→ Data shown:
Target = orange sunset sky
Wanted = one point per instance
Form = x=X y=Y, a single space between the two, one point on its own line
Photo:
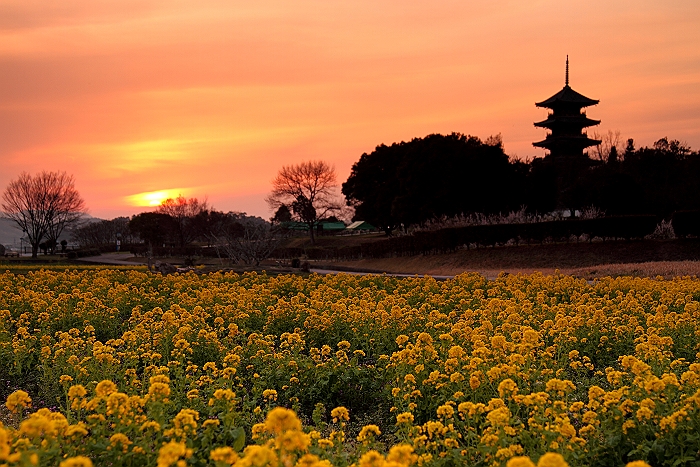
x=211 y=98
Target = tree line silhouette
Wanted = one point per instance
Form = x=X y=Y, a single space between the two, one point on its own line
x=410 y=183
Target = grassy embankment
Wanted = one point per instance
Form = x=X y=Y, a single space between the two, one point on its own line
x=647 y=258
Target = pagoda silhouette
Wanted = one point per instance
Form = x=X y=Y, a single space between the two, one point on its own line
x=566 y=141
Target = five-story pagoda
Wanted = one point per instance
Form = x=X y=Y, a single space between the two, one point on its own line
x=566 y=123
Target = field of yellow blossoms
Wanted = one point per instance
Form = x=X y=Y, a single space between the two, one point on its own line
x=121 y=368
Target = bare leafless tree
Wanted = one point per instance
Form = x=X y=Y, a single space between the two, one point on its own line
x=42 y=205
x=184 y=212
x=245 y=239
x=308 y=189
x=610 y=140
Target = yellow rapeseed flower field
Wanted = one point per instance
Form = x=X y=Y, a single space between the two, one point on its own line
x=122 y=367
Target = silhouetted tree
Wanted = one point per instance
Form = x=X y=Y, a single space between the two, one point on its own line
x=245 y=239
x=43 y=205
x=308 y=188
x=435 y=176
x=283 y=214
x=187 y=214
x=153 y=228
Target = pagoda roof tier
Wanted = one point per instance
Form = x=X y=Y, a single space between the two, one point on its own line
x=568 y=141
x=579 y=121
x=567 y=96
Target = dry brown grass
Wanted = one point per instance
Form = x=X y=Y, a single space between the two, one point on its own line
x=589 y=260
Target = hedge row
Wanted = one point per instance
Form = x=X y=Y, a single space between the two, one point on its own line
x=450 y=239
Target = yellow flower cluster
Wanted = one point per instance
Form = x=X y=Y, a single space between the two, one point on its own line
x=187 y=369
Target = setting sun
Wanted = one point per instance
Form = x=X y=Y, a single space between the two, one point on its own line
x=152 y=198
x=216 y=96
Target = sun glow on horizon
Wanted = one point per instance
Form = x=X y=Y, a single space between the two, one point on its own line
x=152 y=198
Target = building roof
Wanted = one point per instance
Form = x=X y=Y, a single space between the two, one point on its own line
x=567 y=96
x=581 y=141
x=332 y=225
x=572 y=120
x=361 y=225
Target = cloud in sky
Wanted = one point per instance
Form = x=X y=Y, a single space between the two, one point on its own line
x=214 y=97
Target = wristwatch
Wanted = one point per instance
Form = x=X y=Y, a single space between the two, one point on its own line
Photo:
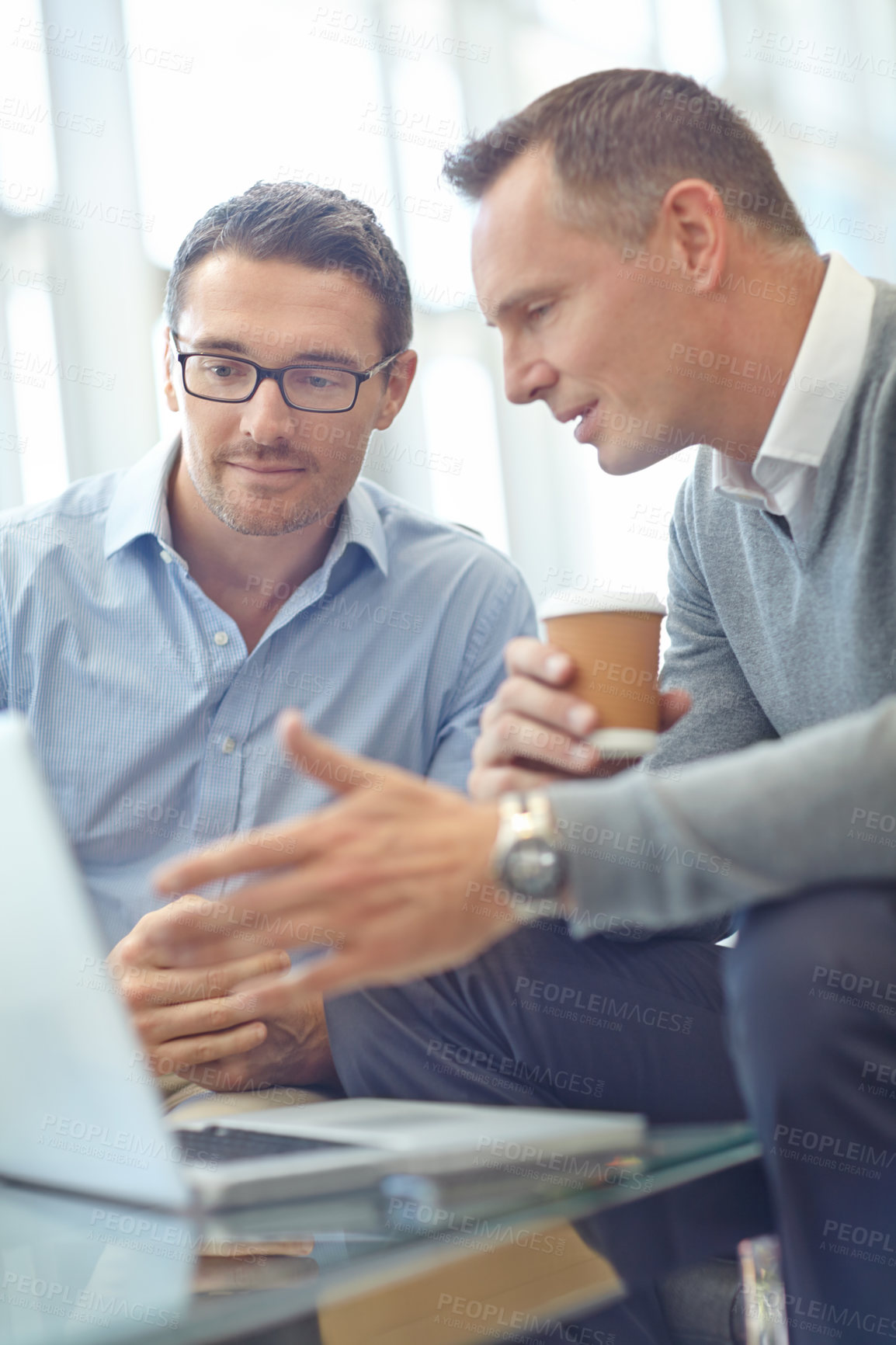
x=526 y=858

→ Problem to solve:
Pull every line with the word "yellow" from the data.

→ Worked solution:
Target = field of yellow blossoms
Target = yellow rapeseed flower field
Target = yellow flower cluster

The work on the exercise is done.